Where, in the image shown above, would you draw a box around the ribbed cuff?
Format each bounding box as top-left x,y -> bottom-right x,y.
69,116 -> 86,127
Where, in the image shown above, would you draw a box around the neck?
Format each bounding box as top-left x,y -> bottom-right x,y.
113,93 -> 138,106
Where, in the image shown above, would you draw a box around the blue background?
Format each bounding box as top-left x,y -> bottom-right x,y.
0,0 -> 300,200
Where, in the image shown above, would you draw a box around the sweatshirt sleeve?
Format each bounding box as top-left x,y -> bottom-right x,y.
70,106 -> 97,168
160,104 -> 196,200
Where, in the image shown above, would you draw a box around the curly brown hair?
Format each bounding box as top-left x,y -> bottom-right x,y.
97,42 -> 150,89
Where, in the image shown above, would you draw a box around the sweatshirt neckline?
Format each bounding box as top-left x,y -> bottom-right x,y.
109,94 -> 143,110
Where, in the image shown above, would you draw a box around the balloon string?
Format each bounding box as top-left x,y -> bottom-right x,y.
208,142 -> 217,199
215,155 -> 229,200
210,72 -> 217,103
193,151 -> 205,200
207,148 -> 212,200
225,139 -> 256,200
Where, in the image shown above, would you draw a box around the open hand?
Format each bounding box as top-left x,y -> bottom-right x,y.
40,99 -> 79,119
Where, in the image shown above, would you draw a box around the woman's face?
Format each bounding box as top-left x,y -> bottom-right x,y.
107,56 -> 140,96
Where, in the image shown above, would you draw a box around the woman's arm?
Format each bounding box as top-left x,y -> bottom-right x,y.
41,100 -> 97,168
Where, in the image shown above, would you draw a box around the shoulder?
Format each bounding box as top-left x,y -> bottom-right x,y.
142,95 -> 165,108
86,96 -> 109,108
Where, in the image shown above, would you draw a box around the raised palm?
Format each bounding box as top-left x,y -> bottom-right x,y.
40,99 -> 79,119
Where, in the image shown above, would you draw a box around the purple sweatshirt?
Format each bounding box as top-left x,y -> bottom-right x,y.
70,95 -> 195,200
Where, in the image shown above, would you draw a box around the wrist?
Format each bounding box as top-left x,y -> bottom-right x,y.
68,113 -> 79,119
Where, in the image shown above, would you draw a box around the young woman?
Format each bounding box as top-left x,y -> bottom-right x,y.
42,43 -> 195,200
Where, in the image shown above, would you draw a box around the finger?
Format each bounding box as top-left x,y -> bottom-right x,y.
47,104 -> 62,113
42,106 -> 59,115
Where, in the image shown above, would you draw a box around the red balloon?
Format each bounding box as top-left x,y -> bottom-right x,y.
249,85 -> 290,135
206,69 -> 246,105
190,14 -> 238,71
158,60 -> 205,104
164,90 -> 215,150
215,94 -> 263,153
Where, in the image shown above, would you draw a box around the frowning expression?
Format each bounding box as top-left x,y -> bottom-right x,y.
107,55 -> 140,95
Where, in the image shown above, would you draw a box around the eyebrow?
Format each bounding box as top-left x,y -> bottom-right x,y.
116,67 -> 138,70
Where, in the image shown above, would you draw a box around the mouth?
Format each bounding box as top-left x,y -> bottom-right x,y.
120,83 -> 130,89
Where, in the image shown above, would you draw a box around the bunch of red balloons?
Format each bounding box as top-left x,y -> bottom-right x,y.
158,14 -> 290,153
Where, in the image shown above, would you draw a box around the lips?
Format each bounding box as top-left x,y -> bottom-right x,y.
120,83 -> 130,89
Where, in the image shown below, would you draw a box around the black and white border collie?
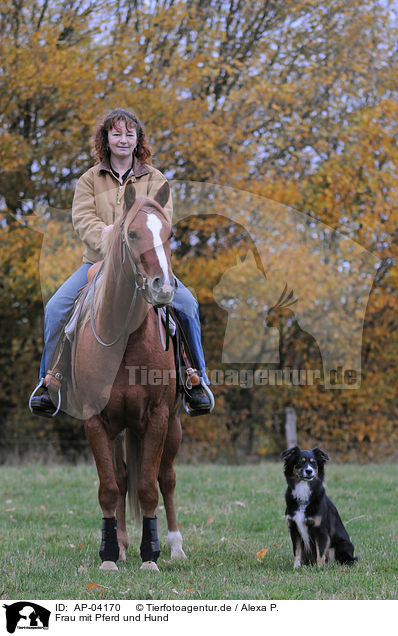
★ ★ ★ ★ ★
- _Task directions_
Copy again every line from the one containing "the frowning expression?" through the last line above, both included, with the requests but without the picture. In the box coordinates only, multiply each number by 0.4 and round to a whole number, with halves rounded up.

- _Reply to the task_
Where, in the image shown above, would you draw a box around the frowning expression?
Format each bounding box as top-left x,y -> bottom-right x,y.
43,22 -> 56,38
Where, in the image shown above, would you draw a box around the eyebrow?
Format each bounding box as top-left x,y -> bottom-right x,y.
46,27 -> 55,28
Where, in the image shown above, would you draw a box around the mouth?
Format each bounding box as top-left x,y -> bottom-right x,y.
48,33 -> 52,36
Where, in the image shown above, would you draw a box around the bunch of red balloons?
Format each bounding box as top-left x,y -> bottom-right x,y.
63,6 -> 116,61
Where, in the image shown above, would you draw a box around the lips?
Format each bounding box as top-left x,y -> bottom-right x,y.
48,33 -> 52,36
Where, in the image shown below, would you draw a box around the black and white border collie?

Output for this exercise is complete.